- **Extract provided**
Surely that's just a policy applied to visitors and wouldn't be the case if you were enrolled as a student there. My local uni libraries won't even let you in the door without a membership card.
Registered Member #546
Joined: Fri Feb 23 2007, 11:43PM
Location: Albuquerque, NM
Posts: 239
So I just found out UNM has a community liaison. You can contact them about getting access to the university system if you live in the area and want access to their library. It's like $35 a year - which covers the cost of your ID card, and some minor infrastructure maintainence
I'd bet most other large public uiniversities have such a system - look for a community resource office...and ask :)
Registered Member #29
Joined: Fri Feb 03 2006, 09:00AM
Location: Hasselt, Belgium
Posts: 500
Waverider:
I know a lot of people like to party when they go to university, but I never really got it, I was too much of a nerd. I didn't really start partying till I graduated.
Steve...After my receiving my first semester marks, I partied a lot less and studied a lot more (and spent lots of time in the library studying....and sleeping too...it was quieter than my apartment that I shared with 3 boozer housemates! )

- **Set tasks**
(1) Print everything in the forum thread on university library access from "Registered Member #546" down to "till I graduated.".
(2) Give what follows the last post of the forum thread on university library access.
The rows are not needed.

- **Listed entries**

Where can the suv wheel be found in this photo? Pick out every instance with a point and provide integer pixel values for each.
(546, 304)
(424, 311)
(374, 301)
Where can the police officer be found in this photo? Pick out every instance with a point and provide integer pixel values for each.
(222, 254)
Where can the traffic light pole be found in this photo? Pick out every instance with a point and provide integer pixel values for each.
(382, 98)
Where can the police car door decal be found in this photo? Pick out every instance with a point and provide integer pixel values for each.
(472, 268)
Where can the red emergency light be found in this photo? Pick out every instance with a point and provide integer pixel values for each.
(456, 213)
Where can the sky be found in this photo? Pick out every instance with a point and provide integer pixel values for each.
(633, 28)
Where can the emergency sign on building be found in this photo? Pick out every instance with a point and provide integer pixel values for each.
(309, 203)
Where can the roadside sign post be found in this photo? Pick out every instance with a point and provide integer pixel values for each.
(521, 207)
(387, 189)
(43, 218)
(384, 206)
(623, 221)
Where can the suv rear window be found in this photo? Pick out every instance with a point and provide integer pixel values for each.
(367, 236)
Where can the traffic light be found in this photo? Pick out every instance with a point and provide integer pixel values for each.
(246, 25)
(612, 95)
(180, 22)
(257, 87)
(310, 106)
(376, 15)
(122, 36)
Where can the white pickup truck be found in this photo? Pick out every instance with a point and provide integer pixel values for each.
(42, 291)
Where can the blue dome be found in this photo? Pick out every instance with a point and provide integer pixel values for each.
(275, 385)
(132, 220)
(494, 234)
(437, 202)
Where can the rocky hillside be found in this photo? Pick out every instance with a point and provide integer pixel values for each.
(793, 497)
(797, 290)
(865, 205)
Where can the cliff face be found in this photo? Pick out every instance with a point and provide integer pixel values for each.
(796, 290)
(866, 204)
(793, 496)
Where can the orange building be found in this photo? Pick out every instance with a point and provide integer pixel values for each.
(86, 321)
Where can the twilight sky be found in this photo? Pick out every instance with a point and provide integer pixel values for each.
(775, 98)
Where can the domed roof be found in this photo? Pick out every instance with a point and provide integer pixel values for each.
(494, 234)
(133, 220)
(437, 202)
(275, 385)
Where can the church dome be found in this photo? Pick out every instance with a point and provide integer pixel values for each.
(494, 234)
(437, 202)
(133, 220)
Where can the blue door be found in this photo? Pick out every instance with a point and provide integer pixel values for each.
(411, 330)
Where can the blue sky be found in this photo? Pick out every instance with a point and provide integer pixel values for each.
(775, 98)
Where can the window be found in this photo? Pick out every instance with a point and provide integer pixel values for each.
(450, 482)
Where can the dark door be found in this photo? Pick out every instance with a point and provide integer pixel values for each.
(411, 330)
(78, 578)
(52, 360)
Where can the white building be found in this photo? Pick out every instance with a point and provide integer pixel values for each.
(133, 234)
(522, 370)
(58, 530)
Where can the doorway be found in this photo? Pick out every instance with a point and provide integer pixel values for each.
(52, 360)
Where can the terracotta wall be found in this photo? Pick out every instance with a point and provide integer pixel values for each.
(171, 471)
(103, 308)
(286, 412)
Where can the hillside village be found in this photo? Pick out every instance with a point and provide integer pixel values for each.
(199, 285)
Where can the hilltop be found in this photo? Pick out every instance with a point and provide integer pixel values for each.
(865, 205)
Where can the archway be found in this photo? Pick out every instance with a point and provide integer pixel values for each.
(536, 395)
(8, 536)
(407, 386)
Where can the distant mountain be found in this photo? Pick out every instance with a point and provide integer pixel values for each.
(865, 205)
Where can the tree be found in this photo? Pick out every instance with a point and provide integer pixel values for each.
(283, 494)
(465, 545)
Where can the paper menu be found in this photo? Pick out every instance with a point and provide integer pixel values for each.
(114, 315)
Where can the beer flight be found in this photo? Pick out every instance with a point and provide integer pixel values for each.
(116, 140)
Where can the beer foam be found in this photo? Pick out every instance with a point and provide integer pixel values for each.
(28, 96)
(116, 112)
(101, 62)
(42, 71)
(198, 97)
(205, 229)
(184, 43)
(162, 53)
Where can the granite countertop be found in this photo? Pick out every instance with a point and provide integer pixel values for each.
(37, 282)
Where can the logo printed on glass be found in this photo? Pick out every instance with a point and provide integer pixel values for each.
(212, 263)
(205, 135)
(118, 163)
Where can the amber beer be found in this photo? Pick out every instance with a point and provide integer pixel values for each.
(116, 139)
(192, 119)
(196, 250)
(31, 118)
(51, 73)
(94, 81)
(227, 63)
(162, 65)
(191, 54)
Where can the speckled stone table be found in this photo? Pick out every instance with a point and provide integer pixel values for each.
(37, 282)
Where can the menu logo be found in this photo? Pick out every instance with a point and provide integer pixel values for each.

- **Responses**
(1)
Registered Member #546
Joined: Fri Feb 23 2007, 11:43PM
Location: Albuquerque, NM
Posts: 239
So I just found out UNM has a community liaison. You can contact them about getting access to the university system if you live in the area and want access to their library. It's like $35 a year - which covers the cost of your ID card, and some minor infrastructure maintainence
I'd bet most other large public uiniversities have such a system - look for a community resource office...and ask :)
Registered Member #29
Joined: Fri Feb 03 2006, 09:00AM
Location: Hasselt, Belgium
Posts: 500
Waverider:
I know a lot of people like to party when they go to university, but I never really got it, I was too much of a nerd. I didn't really start partying till I graduated.

(2)
Kanzure... If you cannot find papers that you need...sometimes it is possible to contact the authors for preprints/copies... I've done this a few times...many authors are flattered when you contact them, explaining why you are interested in their work and what you need their paper for! Also, you will find that many papers are on the authors' personal websites (persistent google searches will often turn these up..)
Steve Connor wrote ... Surely that's just a policy applied to visitors and wouldn't be the case if you were enrolled as a student there. My local uni libraries won't even let you in the door without a membership card.
You're right. But it is still an unfortunate situation for outsiders (like me).
wrote ... I'd bet most other large public uiniversities have such a system - look for a community resource office...and ask :)
Awesome idea.
wrote ... (persistent google searches will often turn these up..)
Yeah, I've seen some good papers by searching for "filetype:pdf <some subject here>". Google tells me that I have done over 23,000 queries through their system. And counting. :)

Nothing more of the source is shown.